Исходный текст
........

В отличие от Миллера Ломоносов дал сжатый положительный отзыв, заметив,
что "не великие и не многие неисправности в штиле, которые автор сам при
печатании исправить может, не столь важны, чтобы сей книги печатание
хотя мало могли препятствовать".
Историческое собрание Академии наук постановило учесть ряд замечаний.
После этого Крашенинников представил третью часть книги. Все члены
комиссии голосуют за, возражения только у Миллера, он указывает "на
погрешности, которые можно было бы поправить", но на сей раз оказывается
в полном одиночестве.
Выносится решение: "А что г-н Миллер пишет в своем мнении о исправлении
автором неправильностей, то в прежней части от автора оные уже
исправлены, да и ныне исправитца могут".
Исправления четвертой части носили совсем иной характер. Если первые три
содержат описания географические, этнографические и "натуральной истории
касательные", то часть четвертая содержала сведения исторические и
называлась "О покорении Камчатки, о происходивших на ней в разное время
бунтах и изменах и о нынешнем состоянии русских острогов". "Редактором"
выступает уже не Миллер, а цензура Академии.
Мы ничего не знали бы об этой "правке", если бы не случайная находка.

........

Задания
**A.** Кто, согласно тексту о подготовке книги Крашенинникова к печати, выступал «редактором» ее четвертой части?
**B.** Напишите продолжение текста о подготовке книги Крашенинникова к печати, начав сразу после его последнего предложения.

........

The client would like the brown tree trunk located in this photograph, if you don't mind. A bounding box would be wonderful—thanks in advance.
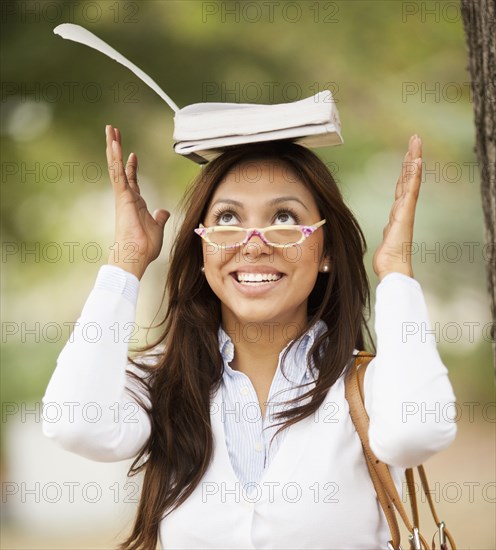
[461,0,496,373]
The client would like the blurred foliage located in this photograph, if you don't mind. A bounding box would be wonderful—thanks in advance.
[1,0,493,422]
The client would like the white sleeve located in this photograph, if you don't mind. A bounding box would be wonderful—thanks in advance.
[364,273,456,468]
[43,265,151,462]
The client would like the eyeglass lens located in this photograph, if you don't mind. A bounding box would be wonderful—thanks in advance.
[208,227,301,246]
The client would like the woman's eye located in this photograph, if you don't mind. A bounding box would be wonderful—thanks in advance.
[276,212,297,225]
[217,212,237,225]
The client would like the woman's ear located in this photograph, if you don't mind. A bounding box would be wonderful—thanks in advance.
[319,256,331,273]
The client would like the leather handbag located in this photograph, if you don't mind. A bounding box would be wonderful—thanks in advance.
[345,351,456,550]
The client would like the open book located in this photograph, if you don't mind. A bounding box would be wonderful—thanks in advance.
[53,23,343,164]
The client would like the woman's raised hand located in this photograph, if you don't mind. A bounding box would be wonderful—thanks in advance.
[373,134,422,280]
[105,125,170,279]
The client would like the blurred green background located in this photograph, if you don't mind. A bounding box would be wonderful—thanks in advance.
[1,0,496,548]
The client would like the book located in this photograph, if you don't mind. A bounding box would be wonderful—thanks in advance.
[53,23,344,164]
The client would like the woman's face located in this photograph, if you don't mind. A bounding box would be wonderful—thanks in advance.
[202,160,325,327]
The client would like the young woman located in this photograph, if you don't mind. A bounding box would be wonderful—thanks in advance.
[44,126,456,550]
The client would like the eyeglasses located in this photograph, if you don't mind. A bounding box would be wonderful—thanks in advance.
[194,220,326,249]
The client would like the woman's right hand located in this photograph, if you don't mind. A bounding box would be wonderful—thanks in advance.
[105,125,170,279]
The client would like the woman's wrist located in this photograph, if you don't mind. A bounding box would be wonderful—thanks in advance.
[107,253,148,280]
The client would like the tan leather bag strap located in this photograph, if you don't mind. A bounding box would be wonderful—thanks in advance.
[345,356,400,548]
[345,352,429,550]
[345,352,456,550]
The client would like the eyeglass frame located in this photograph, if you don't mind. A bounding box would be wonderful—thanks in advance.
[193,219,327,250]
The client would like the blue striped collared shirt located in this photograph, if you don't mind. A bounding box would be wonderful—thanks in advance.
[218,320,327,485]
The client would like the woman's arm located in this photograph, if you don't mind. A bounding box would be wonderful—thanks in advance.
[364,273,456,468]
[43,265,150,462]
[364,135,456,468]
[43,126,169,461]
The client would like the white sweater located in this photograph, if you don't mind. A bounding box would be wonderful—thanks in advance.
[43,266,456,549]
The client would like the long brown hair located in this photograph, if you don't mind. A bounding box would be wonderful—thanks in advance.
[120,141,375,550]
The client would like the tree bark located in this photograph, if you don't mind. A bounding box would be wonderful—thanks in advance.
[461,0,496,373]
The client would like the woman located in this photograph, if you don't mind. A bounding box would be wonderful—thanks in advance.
[44,126,456,550]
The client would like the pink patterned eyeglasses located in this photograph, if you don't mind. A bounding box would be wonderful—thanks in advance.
[194,220,326,249]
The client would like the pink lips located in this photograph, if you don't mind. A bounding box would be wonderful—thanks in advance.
[231,269,285,297]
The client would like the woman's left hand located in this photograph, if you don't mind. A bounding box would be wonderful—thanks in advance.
[373,134,422,280]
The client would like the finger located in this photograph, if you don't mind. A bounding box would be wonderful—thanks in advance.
[105,124,115,172]
[153,209,170,227]
[105,125,123,188]
[126,153,140,193]
[112,139,128,189]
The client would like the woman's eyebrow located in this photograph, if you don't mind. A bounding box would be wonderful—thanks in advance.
[212,197,308,211]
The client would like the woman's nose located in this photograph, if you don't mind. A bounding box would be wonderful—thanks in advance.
[243,231,271,258]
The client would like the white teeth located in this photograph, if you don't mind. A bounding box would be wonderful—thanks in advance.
[236,273,282,283]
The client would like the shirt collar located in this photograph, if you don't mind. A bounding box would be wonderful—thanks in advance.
[217,319,327,378]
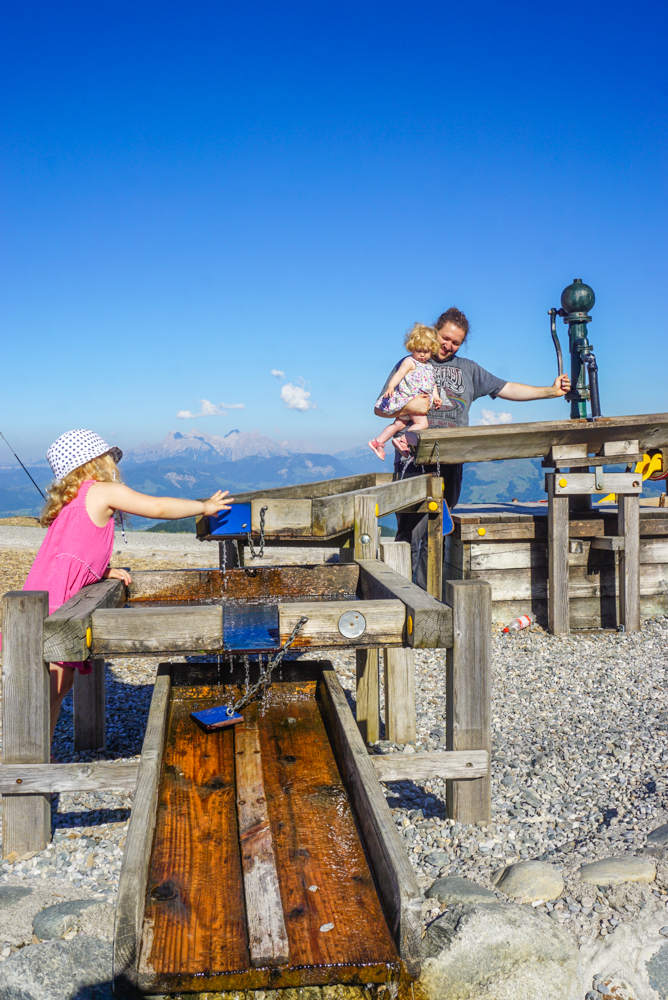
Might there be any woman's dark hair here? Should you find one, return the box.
[434,306,469,339]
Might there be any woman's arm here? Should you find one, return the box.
[496,375,571,403]
[385,358,415,396]
[86,483,233,528]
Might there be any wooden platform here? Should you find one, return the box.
[443,503,668,628]
[115,662,420,994]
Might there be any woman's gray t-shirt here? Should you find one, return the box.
[381,355,506,427]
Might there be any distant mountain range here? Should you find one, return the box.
[0,430,665,528]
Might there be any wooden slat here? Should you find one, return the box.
[128,560,359,603]
[2,590,51,857]
[44,580,125,663]
[251,498,311,538]
[319,670,422,978]
[278,600,406,649]
[259,681,396,985]
[91,605,223,656]
[0,761,139,795]
[313,476,429,536]
[406,413,668,465]
[445,580,492,824]
[358,559,452,649]
[369,750,489,782]
[138,686,250,993]
[113,668,171,996]
[234,704,290,967]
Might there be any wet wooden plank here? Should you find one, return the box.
[234,704,290,967]
[259,681,397,982]
[139,688,250,987]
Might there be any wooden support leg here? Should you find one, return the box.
[617,496,640,632]
[380,540,414,743]
[445,580,492,824]
[355,649,380,743]
[427,476,443,601]
[2,590,51,857]
[547,476,570,635]
[72,660,107,750]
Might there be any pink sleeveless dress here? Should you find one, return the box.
[23,479,114,674]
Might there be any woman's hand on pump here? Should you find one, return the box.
[202,490,234,516]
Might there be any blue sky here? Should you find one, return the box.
[0,0,668,462]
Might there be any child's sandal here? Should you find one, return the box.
[369,438,385,462]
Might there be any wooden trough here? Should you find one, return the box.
[114,661,421,995]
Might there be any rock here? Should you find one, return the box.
[0,885,32,910]
[0,936,113,1000]
[492,861,564,903]
[580,855,656,885]
[645,823,668,857]
[32,899,105,941]
[419,902,582,1000]
[425,875,498,903]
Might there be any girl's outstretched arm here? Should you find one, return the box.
[86,483,232,528]
[385,357,415,396]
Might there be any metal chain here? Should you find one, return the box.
[227,612,308,715]
[248,507,269,559]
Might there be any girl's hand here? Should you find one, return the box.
[202,490,234,516]
[102,566,132,587]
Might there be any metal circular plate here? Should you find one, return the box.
[339,611,366,639]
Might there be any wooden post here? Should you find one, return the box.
[427,476,443,601]
[545,473,570,635]
[350,496,380,743]
[617,494,640,632]
[2,590,51,857]
[445,580,492,824]
[355,649,378,743]
[72,660,107,750]
[380,542,415,743]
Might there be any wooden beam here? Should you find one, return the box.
[234,705,290,968]
[319,670,422,979]
[445,580,492,824]
[357,559,452,649]
[546,477,570,635]
[617,496,640,632]
[0,760,139,795]
[380,542,414,743]
[355,649,380,743]
[44,580,125,663]
[91,605,223,656]
[278,600,406,649]
[2,590,51,857]
[313,476,429,537]
[406,413,668,465]
[112,667,171,996]
[72,660,107,750]
[369,750,489,783]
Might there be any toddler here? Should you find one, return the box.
[369,323,441,461]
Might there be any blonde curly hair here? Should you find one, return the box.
[404,323,438,354]
[39,452,121,528]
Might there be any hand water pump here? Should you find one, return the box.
[548,278,601,420]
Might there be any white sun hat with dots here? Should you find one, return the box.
[46,427,123,481]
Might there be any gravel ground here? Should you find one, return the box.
[0,529,668,972]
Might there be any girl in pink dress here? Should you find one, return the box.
[369,323,441,461]
[23,429,232,740]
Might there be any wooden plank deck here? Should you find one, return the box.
[138,667,400,993]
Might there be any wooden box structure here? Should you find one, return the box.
[443,503,668,629]
[114,661,421,995]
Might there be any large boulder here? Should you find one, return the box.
[417,903,582,1000]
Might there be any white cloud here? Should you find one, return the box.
[281,382,315,411]
[478,410,513,427]
[176,399,246,420]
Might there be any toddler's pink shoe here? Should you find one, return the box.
[369,438,385,462]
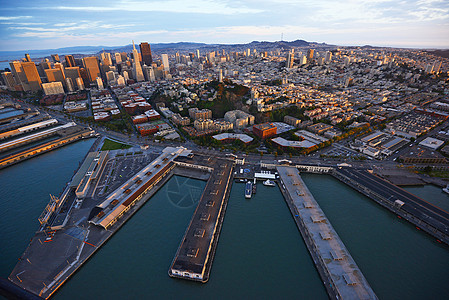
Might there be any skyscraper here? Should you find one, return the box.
[100,51,112,66]
[83,56,101,82]
[65,67,81,80]
[45,69,65,84]
[21,62,42,92]
[307,49,315,62]
[161,54,170,72]
[140,42,153,66]
[286,49,295,69]
[51,54,60,62]
[9,60,26,85]
[2,72,16,91]
[114,53,122,64]
[325,51,332,64]
[65,55,75,68]
[133,41,145,82]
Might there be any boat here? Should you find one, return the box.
[253,178,257,195]
[443,184,449,194]
[245,181,253,199]
[263,179,276,186]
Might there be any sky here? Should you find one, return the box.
[0,0,449,51]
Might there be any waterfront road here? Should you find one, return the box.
[336,167,449,235]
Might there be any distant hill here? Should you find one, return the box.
[0,40,334,61]
[427,49,449,58]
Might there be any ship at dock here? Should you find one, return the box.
[263,179,276,186]
[443,184,449,194]
[245,181,253,199]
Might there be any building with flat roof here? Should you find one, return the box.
[224,110,255,129]
[307,123,334,134]
[253,123,277,139]
[89,147,189,229]
[272,137,316,148]
[419,137,444,150]
[213,133,250,144]
[83,56,101,82]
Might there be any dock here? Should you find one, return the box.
[331,167,449,245]
[8,147,234,299]
[0,126,94,169]
[276,166,377,299]
[168,157,234,283]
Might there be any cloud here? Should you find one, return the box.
[0,16,32,21]
[35,0,263,15]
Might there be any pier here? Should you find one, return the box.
[0,126,94,169]
[277,166,377,299]
[8,147,234,299]
[330,167,449,245]
[168,157,234,283]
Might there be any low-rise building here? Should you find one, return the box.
[253,123,277,139]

........

Ответы
**A.** Цензура Академии.

**B.**
Рукописи Крашенинникова 1751 -1753 годов считались утраченными, но 187
лет спустя, в 1938 году, они были неожиданно обнаружены Г. А. Князевым и
JI. Б. Модзалевским в главной физической обсерватории в Пулкове, а затем
переданы в Архив Академии наук СССР. Все три рукописи были объединены
под одним, современным Крашенинникову переплетом и имели помету "Из
типографии 1756 декабря 3". Оказалось, что ученому пришлось значительно
сократить текст и смягчить краски в описании подавлений ительменских
бунтов против разгулявшейся казачьей администрации. Да и самих казаков
пришлось приукрасить в ущерб исторической истине. Рассказывая об
управлении казака Афанасия Петрова, приведшем к восстанию ительменов,
Крашенинников оставил слова "от несносных обид и налогов", а
непосредственное продолжение "и грабительства" вычеркнуто. Нет в книге и
описания самого "грабительства" - "более полугода морил он их голодом,
чтобы у него награбленные его олени покупали дорогою ценою".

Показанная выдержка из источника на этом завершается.